Passage —
◆ ◆ ◆ ◆ ◆

The duplex PCR amplification of the Sarbeco E gene published in the Charité-Berlin protocol, along with the RNase P gene, as demonstrated in this article, is an extremely useful tool for SARS-CoV-2 screening in clinical samples, as it optimises the use of reagents, the speed in obtaining results, it improves the installed capacity necessary for diagnosis and thus reduces the cost of the test.

Our results show that duplex PCR does not affect the sensitivity and specificity reported by the Charité-Berlin protocol and they confirm that samples with high viral load (Ct for the E gene below 34) show 100% agreement between the E gene and RdRp.

The analysis of the amplification curves of samples with low viral load showed a decrease in the intensity of fluorescence of the curve of the specific viral gene, which was more marked when there were high concentrations of human RNA. That may be due to the fact that there is a lower likelihood of pairing between complementary sequences (primers and probes) with the viral RNA at lower concentrations, or even the presence of inhibitors in the samples that affect the efficiency of the PCR. In the specific case of the duplex PCR technique, this phenomenon is accentuated by the early amplification of the reaction internal control and the increase in the RNase P fragments available in the reaction, which we suppose induced the flattening observed in the E gene amplification curve and altered its sigmoidal appearance, generating linear amplifications, albeit without modifying the Ct values.

◆ ◆ ◆ ◆ ◆

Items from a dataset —

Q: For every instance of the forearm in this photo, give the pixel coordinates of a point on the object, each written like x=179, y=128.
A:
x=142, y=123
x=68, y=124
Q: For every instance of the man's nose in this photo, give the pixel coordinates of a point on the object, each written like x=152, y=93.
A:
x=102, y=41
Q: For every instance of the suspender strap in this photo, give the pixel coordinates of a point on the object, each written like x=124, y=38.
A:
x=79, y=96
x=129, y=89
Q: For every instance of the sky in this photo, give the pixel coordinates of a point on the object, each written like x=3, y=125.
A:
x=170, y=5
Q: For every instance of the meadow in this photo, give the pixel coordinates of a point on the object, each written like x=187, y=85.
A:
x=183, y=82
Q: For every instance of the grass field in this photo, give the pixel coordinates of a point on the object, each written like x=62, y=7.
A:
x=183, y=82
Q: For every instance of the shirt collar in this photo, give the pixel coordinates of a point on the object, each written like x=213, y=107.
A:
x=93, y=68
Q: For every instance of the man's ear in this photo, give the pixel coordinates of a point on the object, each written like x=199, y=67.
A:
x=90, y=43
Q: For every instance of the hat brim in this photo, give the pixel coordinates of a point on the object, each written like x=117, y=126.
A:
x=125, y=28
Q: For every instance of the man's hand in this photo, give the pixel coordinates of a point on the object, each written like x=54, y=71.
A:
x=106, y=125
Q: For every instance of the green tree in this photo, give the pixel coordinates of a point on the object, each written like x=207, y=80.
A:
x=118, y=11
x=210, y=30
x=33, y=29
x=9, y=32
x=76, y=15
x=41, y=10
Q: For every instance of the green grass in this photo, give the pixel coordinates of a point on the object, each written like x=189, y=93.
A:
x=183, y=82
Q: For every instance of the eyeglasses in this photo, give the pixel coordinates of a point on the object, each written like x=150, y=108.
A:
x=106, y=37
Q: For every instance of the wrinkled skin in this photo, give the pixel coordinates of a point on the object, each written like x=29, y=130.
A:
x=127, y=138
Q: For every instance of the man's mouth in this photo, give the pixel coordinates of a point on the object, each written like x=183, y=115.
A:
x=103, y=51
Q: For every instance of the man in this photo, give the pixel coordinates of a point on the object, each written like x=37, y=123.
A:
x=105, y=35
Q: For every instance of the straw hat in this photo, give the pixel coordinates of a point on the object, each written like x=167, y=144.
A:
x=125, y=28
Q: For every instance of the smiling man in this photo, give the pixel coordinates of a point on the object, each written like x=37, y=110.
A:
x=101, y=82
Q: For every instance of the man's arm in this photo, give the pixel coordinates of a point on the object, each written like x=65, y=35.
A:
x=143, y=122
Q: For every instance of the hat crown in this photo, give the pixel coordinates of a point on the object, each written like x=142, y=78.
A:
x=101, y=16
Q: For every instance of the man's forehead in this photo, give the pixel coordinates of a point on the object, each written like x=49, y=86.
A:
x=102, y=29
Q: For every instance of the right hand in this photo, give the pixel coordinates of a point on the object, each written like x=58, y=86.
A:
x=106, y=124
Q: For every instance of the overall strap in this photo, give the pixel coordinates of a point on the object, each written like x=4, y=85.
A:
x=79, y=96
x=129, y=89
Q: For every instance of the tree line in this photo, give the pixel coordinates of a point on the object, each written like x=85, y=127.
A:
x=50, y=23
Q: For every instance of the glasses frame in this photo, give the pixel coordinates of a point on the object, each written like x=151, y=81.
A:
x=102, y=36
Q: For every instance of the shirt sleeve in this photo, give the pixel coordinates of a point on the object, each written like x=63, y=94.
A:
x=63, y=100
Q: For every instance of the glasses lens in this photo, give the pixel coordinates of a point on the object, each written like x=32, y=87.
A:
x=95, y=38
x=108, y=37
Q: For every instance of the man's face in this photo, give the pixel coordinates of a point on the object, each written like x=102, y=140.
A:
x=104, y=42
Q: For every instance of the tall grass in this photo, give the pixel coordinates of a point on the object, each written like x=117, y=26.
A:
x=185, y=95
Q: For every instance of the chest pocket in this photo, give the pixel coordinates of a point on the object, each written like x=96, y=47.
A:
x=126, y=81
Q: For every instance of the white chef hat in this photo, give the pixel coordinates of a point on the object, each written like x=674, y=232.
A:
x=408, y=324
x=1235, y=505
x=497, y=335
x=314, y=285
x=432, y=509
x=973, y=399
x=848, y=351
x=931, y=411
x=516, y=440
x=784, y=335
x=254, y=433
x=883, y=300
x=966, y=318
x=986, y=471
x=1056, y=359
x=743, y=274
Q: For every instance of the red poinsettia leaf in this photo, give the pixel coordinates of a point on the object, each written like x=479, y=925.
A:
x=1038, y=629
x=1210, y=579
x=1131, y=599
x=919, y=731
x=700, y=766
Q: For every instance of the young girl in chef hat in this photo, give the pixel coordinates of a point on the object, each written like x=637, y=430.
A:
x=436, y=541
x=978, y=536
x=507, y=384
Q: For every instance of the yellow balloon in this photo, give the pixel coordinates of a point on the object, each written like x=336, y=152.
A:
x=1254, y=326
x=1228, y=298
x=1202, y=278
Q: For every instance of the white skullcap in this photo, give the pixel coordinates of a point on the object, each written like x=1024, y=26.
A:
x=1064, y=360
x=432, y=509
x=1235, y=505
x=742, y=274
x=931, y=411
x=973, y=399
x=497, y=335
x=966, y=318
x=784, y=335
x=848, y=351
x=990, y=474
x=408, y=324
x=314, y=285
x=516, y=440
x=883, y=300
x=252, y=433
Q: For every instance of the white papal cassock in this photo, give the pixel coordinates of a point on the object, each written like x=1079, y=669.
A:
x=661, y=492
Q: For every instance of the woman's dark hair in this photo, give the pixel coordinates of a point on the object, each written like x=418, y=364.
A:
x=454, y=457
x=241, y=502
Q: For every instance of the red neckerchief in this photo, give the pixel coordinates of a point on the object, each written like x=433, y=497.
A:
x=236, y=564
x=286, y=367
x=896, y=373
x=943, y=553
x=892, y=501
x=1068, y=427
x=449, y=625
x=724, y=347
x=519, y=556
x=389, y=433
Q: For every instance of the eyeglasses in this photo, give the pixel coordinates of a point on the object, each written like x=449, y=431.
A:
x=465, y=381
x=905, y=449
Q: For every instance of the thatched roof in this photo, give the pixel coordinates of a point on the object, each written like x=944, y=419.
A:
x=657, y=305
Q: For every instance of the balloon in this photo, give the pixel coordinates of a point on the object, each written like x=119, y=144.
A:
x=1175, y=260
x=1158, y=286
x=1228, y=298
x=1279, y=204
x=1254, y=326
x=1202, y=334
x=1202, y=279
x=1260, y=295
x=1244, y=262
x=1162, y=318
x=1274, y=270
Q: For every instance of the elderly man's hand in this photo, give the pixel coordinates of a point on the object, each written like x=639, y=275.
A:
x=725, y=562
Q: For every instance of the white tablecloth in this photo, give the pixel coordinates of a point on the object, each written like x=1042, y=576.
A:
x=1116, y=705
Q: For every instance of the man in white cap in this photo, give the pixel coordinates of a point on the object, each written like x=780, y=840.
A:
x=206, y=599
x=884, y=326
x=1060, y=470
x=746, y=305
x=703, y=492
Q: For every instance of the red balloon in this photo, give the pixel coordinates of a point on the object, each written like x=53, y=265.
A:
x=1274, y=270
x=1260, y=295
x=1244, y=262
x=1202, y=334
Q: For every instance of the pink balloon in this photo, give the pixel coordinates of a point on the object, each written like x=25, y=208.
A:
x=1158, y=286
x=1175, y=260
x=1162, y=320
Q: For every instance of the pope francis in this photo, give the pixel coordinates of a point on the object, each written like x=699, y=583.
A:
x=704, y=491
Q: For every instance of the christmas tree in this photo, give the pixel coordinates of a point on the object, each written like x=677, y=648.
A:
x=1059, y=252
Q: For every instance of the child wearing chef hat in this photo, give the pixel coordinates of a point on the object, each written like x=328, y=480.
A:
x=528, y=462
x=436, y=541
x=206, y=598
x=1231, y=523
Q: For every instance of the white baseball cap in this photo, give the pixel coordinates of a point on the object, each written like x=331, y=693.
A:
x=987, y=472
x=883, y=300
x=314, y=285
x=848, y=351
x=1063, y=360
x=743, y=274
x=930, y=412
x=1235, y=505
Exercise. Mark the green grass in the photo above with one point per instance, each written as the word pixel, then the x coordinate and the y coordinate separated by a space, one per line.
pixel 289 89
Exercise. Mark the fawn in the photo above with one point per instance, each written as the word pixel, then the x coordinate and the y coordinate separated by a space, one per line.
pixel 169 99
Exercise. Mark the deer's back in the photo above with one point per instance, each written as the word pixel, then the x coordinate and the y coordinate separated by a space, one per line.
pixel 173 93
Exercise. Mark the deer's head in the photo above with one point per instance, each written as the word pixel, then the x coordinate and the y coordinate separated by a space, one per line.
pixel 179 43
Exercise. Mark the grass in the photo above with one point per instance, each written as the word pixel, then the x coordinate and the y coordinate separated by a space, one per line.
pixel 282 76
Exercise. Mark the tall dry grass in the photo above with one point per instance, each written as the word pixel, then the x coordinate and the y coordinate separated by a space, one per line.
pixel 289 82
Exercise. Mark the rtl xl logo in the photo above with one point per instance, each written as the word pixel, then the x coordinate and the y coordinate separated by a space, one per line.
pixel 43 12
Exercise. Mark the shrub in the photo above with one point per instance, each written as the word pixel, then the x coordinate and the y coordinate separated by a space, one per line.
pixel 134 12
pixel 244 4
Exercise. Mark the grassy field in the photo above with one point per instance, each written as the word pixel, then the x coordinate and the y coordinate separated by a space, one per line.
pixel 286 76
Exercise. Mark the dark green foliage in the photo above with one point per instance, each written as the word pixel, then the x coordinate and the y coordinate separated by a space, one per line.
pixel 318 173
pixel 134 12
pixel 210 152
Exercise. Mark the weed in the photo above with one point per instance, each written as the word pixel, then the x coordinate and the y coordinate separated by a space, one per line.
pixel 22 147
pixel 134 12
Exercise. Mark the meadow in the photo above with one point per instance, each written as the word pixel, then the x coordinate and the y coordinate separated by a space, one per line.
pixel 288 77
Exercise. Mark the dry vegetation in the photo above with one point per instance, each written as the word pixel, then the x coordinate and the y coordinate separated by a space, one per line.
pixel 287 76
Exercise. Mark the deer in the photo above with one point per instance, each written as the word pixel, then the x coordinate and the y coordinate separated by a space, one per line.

◆ ◆ ◆ ◆ ◆

What the task requires — List every gene named in the passage on duplex PCR.

Answer below —
Sarbeco E gene
RNase P gene
RdRp